>>>>

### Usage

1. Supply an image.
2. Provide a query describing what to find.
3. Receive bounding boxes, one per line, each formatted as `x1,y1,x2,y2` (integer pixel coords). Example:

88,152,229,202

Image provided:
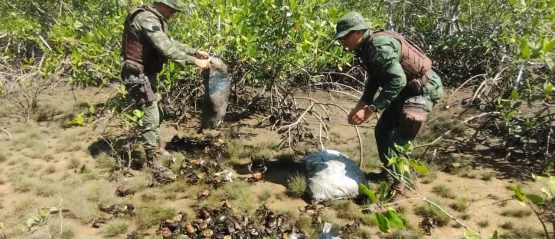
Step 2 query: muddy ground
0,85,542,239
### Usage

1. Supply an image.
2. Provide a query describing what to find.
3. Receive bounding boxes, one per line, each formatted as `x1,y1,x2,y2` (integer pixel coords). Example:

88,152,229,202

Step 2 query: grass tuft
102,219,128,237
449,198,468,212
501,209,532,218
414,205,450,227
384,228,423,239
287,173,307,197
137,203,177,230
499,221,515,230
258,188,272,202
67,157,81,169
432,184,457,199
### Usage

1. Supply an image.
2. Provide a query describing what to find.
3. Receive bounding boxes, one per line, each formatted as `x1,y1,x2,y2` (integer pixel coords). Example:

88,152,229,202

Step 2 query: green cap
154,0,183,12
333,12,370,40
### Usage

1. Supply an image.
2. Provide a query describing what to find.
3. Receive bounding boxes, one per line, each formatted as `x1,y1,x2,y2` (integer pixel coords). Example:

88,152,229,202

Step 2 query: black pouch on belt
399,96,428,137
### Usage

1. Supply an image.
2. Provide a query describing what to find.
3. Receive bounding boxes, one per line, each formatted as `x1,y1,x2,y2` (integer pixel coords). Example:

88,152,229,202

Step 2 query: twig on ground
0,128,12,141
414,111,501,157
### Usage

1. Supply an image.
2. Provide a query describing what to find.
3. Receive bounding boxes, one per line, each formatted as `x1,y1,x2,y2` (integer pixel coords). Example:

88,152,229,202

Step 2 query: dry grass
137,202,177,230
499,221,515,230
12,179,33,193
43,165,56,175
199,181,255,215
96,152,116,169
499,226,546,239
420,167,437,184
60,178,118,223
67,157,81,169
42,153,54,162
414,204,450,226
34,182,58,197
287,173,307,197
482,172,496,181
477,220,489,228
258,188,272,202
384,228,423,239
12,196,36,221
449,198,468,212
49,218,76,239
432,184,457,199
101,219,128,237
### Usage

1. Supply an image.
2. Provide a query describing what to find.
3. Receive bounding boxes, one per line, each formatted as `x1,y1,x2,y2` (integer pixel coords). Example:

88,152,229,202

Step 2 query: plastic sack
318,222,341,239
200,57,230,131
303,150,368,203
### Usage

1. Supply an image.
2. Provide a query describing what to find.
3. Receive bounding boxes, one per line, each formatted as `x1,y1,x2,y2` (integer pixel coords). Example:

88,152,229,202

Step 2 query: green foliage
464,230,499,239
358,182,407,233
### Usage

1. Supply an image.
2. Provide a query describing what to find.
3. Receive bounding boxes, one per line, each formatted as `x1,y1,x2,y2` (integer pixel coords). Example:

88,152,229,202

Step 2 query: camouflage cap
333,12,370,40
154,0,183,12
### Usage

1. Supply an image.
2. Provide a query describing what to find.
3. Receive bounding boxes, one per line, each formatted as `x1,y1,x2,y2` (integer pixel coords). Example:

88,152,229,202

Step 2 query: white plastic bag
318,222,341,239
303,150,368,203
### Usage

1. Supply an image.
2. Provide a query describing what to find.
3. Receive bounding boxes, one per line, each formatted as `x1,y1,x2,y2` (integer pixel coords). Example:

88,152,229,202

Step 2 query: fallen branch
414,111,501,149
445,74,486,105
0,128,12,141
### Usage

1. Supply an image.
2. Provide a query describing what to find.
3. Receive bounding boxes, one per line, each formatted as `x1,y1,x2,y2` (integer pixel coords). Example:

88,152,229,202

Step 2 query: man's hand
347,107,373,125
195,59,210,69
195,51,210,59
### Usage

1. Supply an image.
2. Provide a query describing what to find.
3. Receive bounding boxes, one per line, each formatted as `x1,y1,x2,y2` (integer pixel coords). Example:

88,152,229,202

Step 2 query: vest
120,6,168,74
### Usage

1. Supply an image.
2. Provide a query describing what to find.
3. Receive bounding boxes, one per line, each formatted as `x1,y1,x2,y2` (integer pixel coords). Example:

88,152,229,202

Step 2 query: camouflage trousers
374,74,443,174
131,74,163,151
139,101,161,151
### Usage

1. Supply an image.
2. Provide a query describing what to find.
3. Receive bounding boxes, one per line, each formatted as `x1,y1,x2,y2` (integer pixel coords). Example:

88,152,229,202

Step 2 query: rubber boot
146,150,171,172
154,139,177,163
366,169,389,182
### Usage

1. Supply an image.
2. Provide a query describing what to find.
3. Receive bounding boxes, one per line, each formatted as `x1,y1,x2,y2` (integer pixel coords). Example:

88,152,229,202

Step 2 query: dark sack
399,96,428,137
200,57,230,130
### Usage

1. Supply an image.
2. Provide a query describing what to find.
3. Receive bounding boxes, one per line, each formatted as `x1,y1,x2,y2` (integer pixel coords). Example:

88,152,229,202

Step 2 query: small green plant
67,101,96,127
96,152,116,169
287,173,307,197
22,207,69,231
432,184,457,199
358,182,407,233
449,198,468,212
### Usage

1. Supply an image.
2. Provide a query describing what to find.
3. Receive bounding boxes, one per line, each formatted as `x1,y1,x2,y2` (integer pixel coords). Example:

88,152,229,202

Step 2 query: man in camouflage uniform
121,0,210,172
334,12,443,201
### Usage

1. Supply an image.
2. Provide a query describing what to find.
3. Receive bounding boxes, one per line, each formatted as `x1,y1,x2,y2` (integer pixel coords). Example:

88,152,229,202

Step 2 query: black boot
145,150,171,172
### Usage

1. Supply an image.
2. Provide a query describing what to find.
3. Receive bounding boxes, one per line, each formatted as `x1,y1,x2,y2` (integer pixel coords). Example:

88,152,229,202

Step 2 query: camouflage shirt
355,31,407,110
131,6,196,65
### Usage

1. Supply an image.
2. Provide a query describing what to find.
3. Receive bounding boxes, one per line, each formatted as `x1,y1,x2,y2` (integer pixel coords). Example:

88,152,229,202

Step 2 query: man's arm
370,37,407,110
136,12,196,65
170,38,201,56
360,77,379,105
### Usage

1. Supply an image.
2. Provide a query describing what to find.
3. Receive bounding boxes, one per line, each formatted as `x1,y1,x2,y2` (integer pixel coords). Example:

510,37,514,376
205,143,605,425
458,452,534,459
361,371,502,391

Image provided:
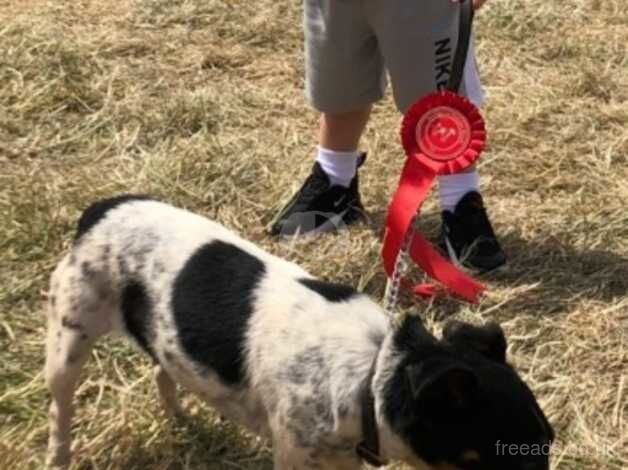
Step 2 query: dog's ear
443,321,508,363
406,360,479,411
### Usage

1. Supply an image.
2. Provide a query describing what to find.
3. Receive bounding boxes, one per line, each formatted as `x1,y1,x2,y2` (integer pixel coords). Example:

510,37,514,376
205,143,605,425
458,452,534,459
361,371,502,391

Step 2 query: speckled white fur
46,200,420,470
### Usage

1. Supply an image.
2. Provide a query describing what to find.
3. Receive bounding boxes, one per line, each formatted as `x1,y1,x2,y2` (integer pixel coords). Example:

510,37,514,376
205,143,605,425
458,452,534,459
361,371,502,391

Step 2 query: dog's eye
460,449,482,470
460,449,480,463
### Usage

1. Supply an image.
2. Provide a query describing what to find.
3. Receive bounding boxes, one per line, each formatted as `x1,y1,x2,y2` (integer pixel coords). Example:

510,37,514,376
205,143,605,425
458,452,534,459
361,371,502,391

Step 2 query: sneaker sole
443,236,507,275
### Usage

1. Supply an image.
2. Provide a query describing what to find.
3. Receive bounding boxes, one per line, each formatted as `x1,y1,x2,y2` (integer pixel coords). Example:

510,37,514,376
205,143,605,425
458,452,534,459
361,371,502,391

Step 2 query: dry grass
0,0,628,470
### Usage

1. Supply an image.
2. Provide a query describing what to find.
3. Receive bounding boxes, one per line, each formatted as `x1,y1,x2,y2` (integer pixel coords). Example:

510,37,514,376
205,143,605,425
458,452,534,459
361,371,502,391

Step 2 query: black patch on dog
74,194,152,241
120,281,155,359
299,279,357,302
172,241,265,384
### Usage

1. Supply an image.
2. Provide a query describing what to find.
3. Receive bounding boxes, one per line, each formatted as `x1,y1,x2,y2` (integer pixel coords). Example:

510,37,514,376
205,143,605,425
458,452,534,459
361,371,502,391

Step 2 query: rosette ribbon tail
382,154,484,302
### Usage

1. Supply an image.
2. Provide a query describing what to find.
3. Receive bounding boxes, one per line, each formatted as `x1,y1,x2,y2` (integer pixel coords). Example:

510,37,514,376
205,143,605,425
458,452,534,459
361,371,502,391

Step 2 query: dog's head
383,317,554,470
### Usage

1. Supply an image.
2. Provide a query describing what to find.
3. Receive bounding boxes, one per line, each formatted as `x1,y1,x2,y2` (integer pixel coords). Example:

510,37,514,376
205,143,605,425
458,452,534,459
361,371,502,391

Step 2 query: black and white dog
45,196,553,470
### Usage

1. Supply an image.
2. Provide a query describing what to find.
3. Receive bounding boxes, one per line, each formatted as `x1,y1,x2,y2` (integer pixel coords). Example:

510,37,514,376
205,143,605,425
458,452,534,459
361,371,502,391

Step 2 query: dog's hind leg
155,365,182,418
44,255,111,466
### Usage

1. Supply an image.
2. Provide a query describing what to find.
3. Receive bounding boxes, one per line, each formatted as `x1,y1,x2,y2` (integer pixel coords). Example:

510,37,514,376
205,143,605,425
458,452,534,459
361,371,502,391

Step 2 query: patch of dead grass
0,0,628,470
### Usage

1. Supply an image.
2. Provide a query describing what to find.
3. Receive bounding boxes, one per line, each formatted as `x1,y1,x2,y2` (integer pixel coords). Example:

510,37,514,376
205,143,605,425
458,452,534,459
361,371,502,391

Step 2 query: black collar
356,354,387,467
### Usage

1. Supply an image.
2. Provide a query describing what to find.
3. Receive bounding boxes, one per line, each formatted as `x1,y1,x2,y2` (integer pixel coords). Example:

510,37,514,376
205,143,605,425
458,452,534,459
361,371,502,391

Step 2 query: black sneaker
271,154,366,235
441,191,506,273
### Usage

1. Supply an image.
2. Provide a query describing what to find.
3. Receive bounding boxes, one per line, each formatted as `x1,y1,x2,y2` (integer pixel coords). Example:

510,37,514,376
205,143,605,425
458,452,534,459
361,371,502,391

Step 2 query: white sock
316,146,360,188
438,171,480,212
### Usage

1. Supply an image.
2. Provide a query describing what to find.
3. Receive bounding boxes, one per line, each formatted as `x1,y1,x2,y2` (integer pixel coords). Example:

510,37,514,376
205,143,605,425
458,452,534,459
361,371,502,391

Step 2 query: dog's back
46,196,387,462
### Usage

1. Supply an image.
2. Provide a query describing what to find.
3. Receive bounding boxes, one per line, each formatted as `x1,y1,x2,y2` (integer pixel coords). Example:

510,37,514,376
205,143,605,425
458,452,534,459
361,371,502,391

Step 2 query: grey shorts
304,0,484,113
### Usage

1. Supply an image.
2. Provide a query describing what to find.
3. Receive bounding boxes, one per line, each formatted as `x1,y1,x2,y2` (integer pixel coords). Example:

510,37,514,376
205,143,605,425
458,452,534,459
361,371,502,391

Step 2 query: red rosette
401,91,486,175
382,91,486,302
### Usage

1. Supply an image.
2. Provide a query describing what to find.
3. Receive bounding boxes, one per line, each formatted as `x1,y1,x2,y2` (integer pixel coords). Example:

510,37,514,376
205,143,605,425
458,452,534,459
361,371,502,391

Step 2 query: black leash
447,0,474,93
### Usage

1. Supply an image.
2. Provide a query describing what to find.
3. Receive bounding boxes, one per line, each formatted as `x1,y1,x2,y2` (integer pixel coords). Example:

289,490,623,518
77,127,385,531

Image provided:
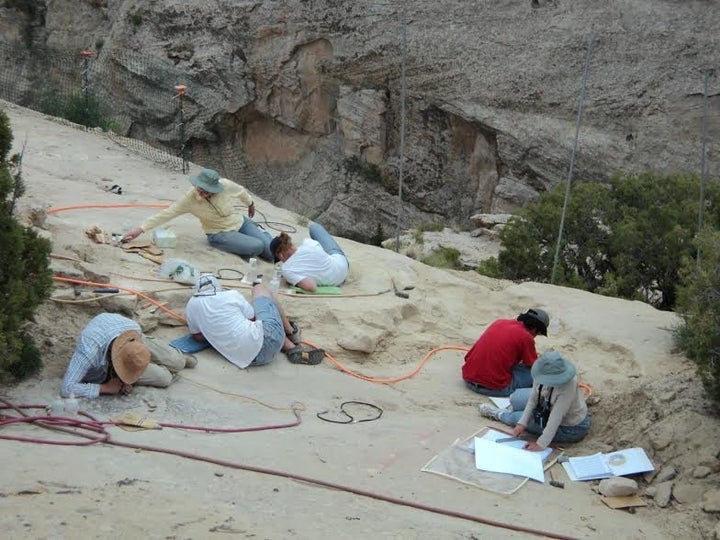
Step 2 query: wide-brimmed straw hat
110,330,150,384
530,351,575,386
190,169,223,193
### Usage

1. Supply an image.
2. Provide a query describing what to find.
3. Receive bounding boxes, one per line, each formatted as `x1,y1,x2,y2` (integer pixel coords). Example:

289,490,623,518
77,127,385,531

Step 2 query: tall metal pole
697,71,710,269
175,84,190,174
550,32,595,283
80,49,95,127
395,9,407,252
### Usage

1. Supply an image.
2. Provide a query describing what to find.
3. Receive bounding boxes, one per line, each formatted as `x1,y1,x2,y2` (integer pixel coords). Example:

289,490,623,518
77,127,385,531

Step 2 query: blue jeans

<<<<

▶ [AIM]: Scale the material from its start up to and including the line containing "414,111,501,157", rewriting every line as it is except for the bounding-box coordinates. Multiply each coordinate by 1.3 and round it to a whole number, rounding halves up. Leave the sample coordinates in the usage notes unchanged, and omit the pictures.

▶ [COMPLETED TASK]:
### Usage

1. Supply an image.
2. Provide a query describing what to find.
3. Receive bounding boxes, one per line, each formatted as `x1,y1,x2,y2` (integer pixel coords). Example:

88,152,229,202

Image provided:
Step 2 query: muddy ground
0,111,705,311
### Usage

1. Supply an image.
2. Provide a query describing what to find.
3. Receive bounding boxes, one per line, each formatted as `x1,y1,x2,y2` (integer pixel coords). Example:

88,152,229,202

Step 2 query: grass tuft
133,285,166,308
584,257,608,276
651,272,692,283
538,267,585,295
499,296,550,311
373,225,399,256
178,264,230,299
649,287,670,299
335,244,354,263
87,204,105,220
562,239,594,259
### Usage

1. Supply an image.
2. Provide a query describing what to find.
3. Receive bounding boxes, one per line, each formatted as `x1,y1,x2,y2` (integer pixel coords). Example:

88,152,229,202

Step 2 query: green cap
200,0,238,16
433,16,481,52
### Usage

1. Supply an image.
2. Provide a query describing what to find.
3. Receive bounding boxes, one per line, each formatted as `x1,y1,x2,y2` (integer pixel coords). Example:

88,152,229,202

Step 2 query: black pouch on belt
519,125,556,178
### Usage

1. Supply an image.
2. Provide a query describing what to find.
3. Receive bounding boxes, one per line, each formatted as `x1,y1,x2,y2` (integer pixel coords). Example:

88,152,229,202

Step 2 query: twig on ground
0,166,16,183
538,144,651,204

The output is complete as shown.